§ **Task directions**:
Present everything from the start of the rows down through the line containing "box: [1658, 703, 1936, 860]" as a numbered list, leaving out blank lines.

§ **Records for this exercise**:
· · · ·

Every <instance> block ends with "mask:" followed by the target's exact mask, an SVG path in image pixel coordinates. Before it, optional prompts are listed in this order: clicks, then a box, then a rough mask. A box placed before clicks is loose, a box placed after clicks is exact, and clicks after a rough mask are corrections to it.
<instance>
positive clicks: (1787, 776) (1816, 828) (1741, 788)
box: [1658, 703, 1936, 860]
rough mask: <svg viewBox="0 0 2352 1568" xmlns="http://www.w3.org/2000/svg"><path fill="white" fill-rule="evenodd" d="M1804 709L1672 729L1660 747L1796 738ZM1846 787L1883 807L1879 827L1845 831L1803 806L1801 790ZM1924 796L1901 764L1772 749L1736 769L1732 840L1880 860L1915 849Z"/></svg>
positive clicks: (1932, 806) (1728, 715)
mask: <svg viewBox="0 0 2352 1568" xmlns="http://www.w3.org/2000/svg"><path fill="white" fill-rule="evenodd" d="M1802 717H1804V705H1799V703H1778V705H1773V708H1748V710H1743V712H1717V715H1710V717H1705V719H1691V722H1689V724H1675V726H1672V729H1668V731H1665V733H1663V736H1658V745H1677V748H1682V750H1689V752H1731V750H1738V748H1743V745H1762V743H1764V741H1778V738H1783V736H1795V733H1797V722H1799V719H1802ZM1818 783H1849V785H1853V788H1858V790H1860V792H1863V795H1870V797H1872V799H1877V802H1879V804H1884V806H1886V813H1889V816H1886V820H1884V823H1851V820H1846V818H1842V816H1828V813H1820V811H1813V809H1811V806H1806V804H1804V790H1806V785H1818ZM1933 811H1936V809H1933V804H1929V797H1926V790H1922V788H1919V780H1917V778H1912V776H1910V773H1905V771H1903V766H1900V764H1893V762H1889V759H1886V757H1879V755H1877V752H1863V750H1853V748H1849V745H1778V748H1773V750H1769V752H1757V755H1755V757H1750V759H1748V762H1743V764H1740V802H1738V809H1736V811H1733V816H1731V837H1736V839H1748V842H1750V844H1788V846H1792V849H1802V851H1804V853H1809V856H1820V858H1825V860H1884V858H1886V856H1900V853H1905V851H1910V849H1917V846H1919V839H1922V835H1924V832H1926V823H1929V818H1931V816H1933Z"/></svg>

· · · ·

§ **Problem solution**:
1. Every <instance> block ends with "mask:" followed by the target's exact mask, an SVG path in image pixel coordinates. Before it, optional prompts are listed in this order: clicks, then a box, then a rough mask. A box placed before clicks is loose, a box placed after clicks is exact, and clicks after a rough mask are corrections to it.
2. <instance>
3. positive clicks: (1787, 776) (1816, 828) (1741, 788)
4. box: [1658, 703, 1936, 860]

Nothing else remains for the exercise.